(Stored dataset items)
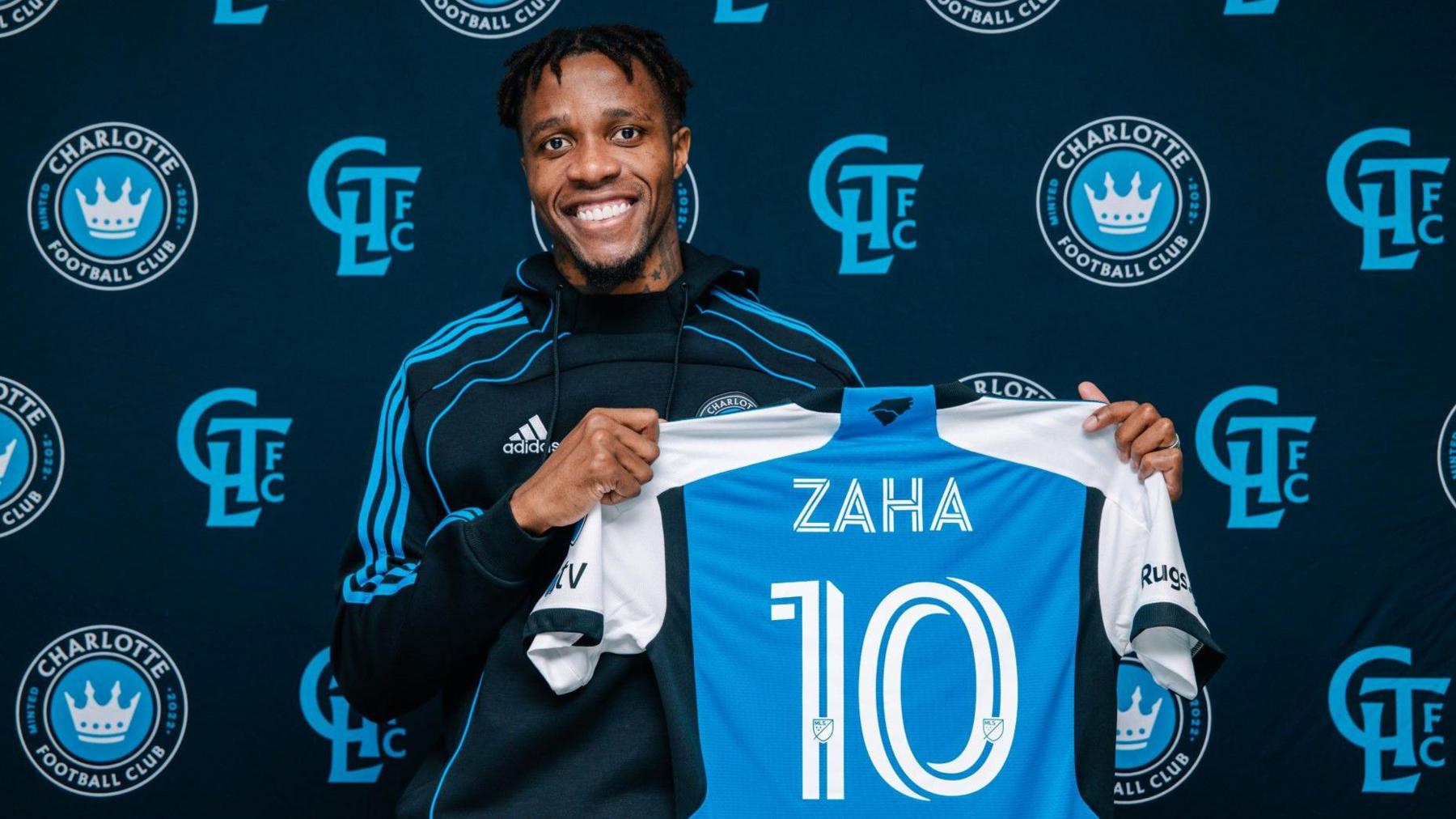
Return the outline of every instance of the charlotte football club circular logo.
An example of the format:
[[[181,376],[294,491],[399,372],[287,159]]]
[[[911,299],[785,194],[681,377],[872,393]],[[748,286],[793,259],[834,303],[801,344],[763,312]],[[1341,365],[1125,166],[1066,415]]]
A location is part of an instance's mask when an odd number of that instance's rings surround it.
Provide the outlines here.
[[[66,447],[51,408],[0,376],[0,538],[39,517],[61,485]]]
[[[197,226],[197,184],[172,143],[128,122],[55,144],[31,181],[31,236],[67,280],[93,290],[156,281]]]
[[[1156,281],[1192,255],[1208,226],[1208,179],[1171,128],[1108,117],[1067,134],[1037,184],[1053,255],[1109,287]]]
[[[536,232],[536,243],[543,251],[550,251],[550,233],[543,233],[540,222],[536,219],[536,205],[531,208],[531,230]],[[673,184],[673,219],[677,220],[677,235],[684,242],[693,240],[697,232],[697,179],[693,176],[693,166],[684,165],[683,175]]]
[[[1040,383],[1016,373],[974,373],[961,379],[980,395],[994,395],[999,398],[1056,398],[1051,391]]]
[[[561,0],[419,0],[440,25],[482,39],[501,39],[529,31],[556,10]]]
[[[1117,666],[1117,751],[1112,800],[1152,802],[1176,788],[1198,767],[1211,726],[1208,689],[1184,700],[1158,685],[1140,662]]]
[[[54,640],[31,660],[15,705],[31,764],[82,796],[150,783],[186,730],[176,663],[150,637],[121,625],[89,625]]]
[[[1057,0],[925,0],[936,15],[976,34],[1006,34],[1040,20]]]
[[[1446,414],[1441,437],[1436,442],[1436,469],[1441,474],[1446,500],[1456,506],[1456,407]]]
[[[0,0],[0,36],[10,36],[41,22],[60,0]]]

The problem
Update the records above by replacing "circular logo" with "round emblem" and keeping every other part unchanged. Leave the pictures out of your reply.

Finished exercise
Return the outline of every instance of the charlotte football club round emblem.
An example of the format:
[[[181,376],[294,491],[399,372],[287,159]]]
[[[911,299],[785,194],[681,377],[872,393]],[[748,286],[793,259],[834,303],[801,344],[763,312]],[[1341,365],[1125,166],[1066,415]]]
A location is part of an instance's mask when an odd number of that instance's rings surround it.
Provide the outlines here.
[[[66,447],[51,408],[0,376],[0,538],[39,517],[61,485]]]
[[[197,226],[197,184],[172,143],[128,122],[55,144],[31,181],[31,236],[67,280],[93,290],[156,281]]]
[[[1156,281],[1192,255],[1208,226],[1208,179],[1171,128],[1108,117],[1067,134],[1037,184],[1053,255],[1109,287]]]
[[[536,232],[536,243],[543,251],[550,251],[550,233],[543,233],[540,222],[536,219],[536,205],[531,208],[531,230]],[[673,184],[673,219],[677,220],[677,235],[684,242],[693,240],[697,232],[697,179],[693,176],[693,166],[684,165],[683,175]]]
[[[1040,383],[1016,373],[974,373],[961,379],[980,395],[994,395],[999,398],[1056,398],[1051,391]]]
[[[561,0],[419,0],[440,25],[482,39],[501,39],[529,31],[556,10]]]
[[[1117,666],[1117,751],[1112,800],[1152,802],[1176,788],[1198,767],[1211,726],[1208,689],[1184,700],[1158,685],[1140,662]]]
[[[54,640],[31,660],[15,705],[31,764],[82,796],[150,783],[186,730],[176,663],[150,637],[121,625],[89,625]]]
[[[1057,0],[925,0],[936,15],[976,34],[1006,34],[1040,20]]]
[[[1446,414],[1441,437],[1436,442],[1436,469],[1441,474],[1446,500],[1456,506],[1456,407]]]
[[[0,0],[0,36],[10,36],[41,22],[60,0]]]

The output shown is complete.